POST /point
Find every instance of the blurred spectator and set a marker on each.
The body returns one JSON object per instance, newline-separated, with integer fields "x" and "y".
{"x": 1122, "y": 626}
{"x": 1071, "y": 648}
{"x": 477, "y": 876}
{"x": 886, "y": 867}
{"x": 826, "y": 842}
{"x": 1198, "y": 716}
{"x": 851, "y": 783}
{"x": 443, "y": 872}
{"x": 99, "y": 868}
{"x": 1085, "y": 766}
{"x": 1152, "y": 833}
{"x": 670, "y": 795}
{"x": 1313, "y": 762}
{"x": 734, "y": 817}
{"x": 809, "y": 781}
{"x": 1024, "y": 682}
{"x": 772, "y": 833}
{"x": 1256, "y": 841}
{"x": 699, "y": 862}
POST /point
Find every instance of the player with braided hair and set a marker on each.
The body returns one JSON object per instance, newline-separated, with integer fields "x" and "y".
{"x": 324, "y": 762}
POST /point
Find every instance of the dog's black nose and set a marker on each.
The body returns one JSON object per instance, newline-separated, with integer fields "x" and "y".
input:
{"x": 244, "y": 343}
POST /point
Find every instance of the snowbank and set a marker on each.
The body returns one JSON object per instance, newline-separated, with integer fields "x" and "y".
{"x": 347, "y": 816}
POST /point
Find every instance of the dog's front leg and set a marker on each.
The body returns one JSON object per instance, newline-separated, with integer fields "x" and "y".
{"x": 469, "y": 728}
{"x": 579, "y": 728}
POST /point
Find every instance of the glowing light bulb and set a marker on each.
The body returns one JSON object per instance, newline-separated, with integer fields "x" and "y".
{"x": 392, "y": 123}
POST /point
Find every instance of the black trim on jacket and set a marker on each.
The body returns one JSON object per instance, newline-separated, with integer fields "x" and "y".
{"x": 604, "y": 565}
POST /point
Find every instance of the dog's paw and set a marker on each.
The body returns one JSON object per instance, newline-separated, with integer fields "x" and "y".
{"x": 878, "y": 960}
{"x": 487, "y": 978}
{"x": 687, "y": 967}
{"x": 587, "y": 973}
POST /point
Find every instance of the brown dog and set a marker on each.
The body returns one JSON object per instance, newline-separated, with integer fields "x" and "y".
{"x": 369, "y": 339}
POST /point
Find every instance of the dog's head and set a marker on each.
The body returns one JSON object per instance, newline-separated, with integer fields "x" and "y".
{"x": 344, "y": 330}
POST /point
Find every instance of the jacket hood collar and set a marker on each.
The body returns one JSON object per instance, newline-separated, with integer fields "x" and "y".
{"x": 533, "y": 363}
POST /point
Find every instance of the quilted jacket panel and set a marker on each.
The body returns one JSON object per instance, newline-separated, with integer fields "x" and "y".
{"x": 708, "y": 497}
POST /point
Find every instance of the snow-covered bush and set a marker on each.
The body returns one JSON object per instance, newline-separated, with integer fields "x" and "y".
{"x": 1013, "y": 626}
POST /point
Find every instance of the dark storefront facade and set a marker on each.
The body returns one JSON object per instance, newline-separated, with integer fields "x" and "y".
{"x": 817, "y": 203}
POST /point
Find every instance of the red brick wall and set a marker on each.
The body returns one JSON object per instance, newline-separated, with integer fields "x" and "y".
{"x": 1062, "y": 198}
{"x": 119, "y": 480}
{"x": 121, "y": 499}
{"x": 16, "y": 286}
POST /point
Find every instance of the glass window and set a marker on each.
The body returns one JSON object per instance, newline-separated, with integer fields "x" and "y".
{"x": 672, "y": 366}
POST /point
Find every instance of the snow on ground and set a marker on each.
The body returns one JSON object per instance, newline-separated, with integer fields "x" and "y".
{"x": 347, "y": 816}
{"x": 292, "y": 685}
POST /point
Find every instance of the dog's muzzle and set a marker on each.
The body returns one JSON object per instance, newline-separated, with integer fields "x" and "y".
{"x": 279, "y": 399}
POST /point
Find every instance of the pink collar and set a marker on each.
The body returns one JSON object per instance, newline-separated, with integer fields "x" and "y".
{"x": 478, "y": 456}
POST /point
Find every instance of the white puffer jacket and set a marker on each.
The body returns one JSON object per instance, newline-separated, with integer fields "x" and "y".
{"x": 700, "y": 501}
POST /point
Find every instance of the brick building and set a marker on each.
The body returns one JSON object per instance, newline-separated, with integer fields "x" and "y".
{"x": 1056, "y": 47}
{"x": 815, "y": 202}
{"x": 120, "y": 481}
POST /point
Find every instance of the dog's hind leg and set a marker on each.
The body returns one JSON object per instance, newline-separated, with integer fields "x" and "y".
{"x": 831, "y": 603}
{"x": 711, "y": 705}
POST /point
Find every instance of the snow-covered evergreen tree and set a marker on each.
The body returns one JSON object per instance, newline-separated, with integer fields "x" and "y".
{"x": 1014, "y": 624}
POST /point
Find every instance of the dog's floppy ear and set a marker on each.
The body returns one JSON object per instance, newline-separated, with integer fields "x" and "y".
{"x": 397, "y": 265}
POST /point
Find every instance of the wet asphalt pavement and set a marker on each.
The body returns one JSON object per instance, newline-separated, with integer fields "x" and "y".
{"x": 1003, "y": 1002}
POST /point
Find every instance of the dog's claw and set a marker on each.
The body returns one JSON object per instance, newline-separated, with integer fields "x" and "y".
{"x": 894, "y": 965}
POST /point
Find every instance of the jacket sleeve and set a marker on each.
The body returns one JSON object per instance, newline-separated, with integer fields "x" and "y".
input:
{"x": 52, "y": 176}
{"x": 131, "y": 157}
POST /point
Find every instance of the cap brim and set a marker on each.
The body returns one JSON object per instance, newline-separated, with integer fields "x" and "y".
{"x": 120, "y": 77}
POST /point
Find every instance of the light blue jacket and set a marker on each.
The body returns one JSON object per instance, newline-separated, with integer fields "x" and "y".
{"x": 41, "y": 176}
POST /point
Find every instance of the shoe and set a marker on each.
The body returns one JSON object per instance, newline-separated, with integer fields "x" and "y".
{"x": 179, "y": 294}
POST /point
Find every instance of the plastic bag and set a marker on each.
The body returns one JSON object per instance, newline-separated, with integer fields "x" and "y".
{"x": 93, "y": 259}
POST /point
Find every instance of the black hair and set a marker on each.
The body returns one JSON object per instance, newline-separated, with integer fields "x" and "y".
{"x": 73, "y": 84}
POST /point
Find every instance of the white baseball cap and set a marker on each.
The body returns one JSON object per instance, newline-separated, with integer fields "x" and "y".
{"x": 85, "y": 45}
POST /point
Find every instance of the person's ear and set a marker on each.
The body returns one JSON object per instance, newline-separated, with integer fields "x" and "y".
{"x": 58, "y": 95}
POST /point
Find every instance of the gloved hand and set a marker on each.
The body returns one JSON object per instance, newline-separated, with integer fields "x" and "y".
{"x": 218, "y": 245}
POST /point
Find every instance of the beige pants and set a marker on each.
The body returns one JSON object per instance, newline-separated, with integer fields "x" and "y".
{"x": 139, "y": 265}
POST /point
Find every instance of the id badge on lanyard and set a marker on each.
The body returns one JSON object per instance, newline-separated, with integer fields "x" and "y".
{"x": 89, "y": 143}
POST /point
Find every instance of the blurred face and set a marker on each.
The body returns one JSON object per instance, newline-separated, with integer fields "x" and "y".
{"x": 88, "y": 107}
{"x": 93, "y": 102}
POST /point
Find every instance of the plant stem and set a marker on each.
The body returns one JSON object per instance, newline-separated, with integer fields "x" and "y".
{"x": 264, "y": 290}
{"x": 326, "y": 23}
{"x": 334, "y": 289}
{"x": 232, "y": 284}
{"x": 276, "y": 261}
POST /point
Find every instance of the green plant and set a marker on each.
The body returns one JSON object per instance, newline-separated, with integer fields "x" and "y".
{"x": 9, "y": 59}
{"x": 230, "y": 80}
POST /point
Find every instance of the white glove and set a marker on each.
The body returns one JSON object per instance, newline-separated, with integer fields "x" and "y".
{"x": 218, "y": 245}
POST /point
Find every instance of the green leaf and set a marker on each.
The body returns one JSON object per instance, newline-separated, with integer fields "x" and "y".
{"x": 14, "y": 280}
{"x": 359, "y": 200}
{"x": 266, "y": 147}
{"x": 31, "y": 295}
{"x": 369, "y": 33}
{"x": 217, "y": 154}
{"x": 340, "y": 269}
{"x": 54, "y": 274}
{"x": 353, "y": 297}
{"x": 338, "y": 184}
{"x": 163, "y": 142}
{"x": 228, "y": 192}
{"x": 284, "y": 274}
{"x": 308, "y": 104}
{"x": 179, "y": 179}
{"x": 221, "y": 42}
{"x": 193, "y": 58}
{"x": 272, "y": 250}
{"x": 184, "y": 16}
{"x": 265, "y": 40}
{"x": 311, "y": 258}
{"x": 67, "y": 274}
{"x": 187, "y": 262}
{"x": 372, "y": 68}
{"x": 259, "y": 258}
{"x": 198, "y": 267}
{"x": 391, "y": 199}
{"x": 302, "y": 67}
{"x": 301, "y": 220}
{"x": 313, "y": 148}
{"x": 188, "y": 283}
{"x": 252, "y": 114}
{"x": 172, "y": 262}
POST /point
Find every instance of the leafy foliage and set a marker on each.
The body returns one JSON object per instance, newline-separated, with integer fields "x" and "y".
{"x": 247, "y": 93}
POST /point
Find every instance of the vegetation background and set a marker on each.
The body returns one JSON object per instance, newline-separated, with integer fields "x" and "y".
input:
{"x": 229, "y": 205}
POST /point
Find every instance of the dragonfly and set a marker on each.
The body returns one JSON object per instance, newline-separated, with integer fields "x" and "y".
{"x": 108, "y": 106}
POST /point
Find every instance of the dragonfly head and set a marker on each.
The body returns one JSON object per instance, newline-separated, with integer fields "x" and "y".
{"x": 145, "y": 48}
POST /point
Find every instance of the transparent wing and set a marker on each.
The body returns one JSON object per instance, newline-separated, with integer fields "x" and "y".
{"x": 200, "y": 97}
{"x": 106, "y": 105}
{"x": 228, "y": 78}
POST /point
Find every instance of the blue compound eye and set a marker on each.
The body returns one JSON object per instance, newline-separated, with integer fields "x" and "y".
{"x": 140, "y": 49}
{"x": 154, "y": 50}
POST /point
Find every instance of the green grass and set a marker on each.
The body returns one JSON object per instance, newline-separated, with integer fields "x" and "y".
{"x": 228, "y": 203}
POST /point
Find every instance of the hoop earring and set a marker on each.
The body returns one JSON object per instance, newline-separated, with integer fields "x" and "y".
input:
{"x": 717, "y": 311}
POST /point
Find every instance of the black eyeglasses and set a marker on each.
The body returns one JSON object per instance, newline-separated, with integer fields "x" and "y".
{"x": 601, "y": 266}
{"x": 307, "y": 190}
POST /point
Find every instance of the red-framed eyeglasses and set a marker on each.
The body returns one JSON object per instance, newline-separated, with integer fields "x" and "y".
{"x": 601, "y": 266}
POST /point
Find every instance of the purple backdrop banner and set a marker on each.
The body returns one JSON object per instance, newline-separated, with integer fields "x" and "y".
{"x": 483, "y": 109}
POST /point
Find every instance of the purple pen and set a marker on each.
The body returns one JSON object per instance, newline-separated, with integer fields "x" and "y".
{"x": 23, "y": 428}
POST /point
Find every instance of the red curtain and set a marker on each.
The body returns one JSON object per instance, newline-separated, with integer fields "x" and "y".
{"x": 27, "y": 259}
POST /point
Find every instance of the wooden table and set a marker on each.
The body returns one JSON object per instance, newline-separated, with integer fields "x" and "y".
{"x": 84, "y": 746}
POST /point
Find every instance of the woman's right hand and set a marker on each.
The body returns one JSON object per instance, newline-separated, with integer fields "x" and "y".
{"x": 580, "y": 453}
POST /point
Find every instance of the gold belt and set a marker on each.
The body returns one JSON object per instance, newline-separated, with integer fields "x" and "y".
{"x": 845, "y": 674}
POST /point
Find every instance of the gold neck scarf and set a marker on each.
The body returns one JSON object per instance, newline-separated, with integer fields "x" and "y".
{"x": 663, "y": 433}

• **TO BE DONE**
Count the lines in the material above that contain the word "hair". Give only the number.

• **RESPONSE FOR THIS EXERCISE**
2